Objective. Copy out the rows below with each "instance" swapped for "object" and everything else left as it is. Leave the pictures out.

[Start]

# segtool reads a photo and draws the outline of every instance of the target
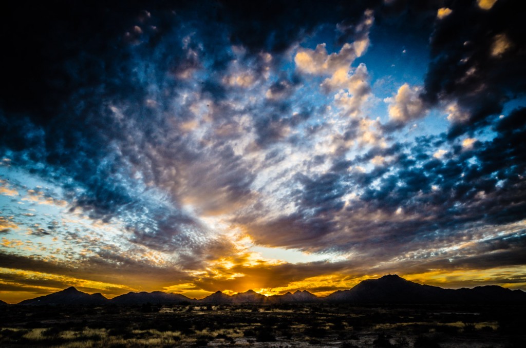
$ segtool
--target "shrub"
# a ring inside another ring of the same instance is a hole
[[[258,342],[276,342],[276,336],[268,329],[264,329],[259,331],[256,341]]]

[End]

Completed task.
# segtool reads a photo and draws the outline of every object of the target
$ segtool
--target "shrub"
# a ring inside another ring of the same object is a hole
[[[258,342],[276,342],[276,336],[268,329],[264,329],[259,331],[256,341]]]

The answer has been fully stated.